**DOCUMENT TEXT**
########

And then finally I have 1900.
Place of birth, place of birth of father, place of birth of mother, attended school, can read, can write, can speak English.
Changed rather dramatically.
1900.
I think that was Teddy Roosevelt.
So he must have changed it.
Not sure.
I'd have to look.
Something obviously changed.
That's kind of interesting.
I'll try.
Well, while we're on the LGBT topic, something new happening in Columbus, Ohio.
Now...
All people are equal.
Men, women, straight, gay, lesbian, or I should say lesbian, gay, I can't even, LGBT, QQIAP. We're all equal, and love is love, relationships are relationships, correct?
If you say so.
No, this is what I've been taught.
Oh, okay.
This is not what you've been taught by Gen Z and the millennials?
That everybody's the same?
Yeah, and all relationships are the same and everyone's the same.
It's all equal.
Love is love.
I'm not a believer.
I don't think so.
Love is love.
Just say it.
Love is love.
What's love got to do with it?
There you go.
There's a new program aimed at helping the LGBT community in Columbus, Ohio.
It turns out domestic violence is quite different.
By their own admission.
The new program aims to stop domestic violence in a specific community.
Franklin County's Municipal Court now has a program for the LGBTQ community.
10TV's Shelby Croft talked to an offender and the judges behind it.
I have a problem with alcohol and I didn't want to face it.
I just get out of my mind.
I go crazy and I just get uncontrollable.
The lack of control leads to violence for this man who doesn't want his face shown.
Violence toward his husband.
He's been charged several times.
Within a year, I feel I had four.

########

**SUPPLIED RECORDS**
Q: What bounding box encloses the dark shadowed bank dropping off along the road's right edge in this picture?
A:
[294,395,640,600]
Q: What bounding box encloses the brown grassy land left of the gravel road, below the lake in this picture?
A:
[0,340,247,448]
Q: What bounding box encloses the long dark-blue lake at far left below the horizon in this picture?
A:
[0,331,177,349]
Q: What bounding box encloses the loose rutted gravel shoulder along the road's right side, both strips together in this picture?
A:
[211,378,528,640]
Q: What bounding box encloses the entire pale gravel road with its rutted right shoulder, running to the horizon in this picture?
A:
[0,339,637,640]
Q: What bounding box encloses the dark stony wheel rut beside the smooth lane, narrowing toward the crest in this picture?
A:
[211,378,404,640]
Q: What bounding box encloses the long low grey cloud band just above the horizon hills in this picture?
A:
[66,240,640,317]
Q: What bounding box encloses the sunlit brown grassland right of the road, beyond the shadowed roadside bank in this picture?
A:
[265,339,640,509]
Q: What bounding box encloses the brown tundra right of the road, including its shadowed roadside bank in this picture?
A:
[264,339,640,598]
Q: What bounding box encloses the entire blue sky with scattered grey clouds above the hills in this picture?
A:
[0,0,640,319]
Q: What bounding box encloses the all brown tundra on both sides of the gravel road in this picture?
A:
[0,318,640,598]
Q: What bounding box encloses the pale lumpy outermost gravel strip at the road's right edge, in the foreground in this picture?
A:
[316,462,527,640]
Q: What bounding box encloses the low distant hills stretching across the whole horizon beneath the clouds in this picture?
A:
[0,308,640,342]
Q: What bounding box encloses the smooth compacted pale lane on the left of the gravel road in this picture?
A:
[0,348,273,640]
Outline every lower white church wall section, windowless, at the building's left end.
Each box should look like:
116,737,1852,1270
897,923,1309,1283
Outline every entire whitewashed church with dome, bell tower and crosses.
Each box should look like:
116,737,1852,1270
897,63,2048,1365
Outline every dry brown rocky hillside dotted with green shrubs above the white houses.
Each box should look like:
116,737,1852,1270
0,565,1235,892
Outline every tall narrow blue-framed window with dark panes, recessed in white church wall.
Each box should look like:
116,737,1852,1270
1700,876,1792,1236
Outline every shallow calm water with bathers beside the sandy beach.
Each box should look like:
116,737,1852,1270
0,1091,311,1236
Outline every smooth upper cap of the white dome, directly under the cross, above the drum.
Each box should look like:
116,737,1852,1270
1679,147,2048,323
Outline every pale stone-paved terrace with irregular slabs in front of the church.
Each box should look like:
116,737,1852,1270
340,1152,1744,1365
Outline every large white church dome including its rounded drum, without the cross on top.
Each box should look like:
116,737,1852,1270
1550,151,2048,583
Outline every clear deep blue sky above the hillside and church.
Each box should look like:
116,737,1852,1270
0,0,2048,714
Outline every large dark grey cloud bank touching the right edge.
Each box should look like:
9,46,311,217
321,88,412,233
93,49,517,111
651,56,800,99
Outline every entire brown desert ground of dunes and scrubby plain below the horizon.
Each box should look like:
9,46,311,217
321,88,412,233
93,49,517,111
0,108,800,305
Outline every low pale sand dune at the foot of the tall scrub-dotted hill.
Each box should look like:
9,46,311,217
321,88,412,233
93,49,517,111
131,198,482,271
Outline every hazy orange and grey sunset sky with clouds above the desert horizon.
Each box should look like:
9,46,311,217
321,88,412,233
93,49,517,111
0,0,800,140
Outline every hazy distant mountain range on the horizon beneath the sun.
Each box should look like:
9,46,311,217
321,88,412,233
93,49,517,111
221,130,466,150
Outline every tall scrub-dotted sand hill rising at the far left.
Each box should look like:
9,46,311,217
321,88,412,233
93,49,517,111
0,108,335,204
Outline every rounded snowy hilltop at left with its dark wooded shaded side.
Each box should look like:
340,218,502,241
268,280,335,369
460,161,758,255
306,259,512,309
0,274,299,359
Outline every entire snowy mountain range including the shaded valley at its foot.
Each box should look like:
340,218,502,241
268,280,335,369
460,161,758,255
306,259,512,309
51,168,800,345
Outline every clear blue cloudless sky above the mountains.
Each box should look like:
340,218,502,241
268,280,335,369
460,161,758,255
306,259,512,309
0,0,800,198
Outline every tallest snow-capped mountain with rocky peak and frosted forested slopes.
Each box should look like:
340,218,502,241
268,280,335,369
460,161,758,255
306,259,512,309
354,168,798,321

########

**APPLY WHAT YOU READ**
a: In the transcript, which court now has a program for the LGBTQ community?
b: Continue the transcript from its last line.

**EXPECTED OUTPUTS**
a: Franklin County's Municipal Court

b:
All domestic violence.
One more and he's headed to prison.
That's what's over my head right now, and that's not something to play around with.
So this offender got serious after his last charge and is following through with his probation, counseling for alcohol, and counseling for the domestic violence, the first person in a new court-designed program.
Statistically, it's been found that jail does not decrease recidivism.
It increases it.
I don't want to have to put people in jail.
I know that putting someone in jail isn't helping them with any underlying issues.
Judges James O'Grady and Eileen Paley have worked for almost three years with several agencies to develop a domestic violence program geared entirely toward LGBTQ offenders.
I was stunned when I found out that this wasn't anywhere else in the country.
I think it's the secret that people don't like to talk about.
Miles Stickle is the Director of Behavioral Health for Equitas.
He was tasked with coming up with this program that has never existed, explaining the dynamic of same-gender couples is much different than heterosexuals.
Mostly it's the males hitting the females, and this case, you have two males.
There's other things that create power and control differences in our relationships.
Miles started with an evidence-based model for treatment, then incorporated needs specific to the LGBTQ community.
Everyone will first go into an eight-week psychoeducational group where we'll lay out the foundation of what is violence in a relationship, how to have healthy, effective relationships, thought disorders that lead to violence.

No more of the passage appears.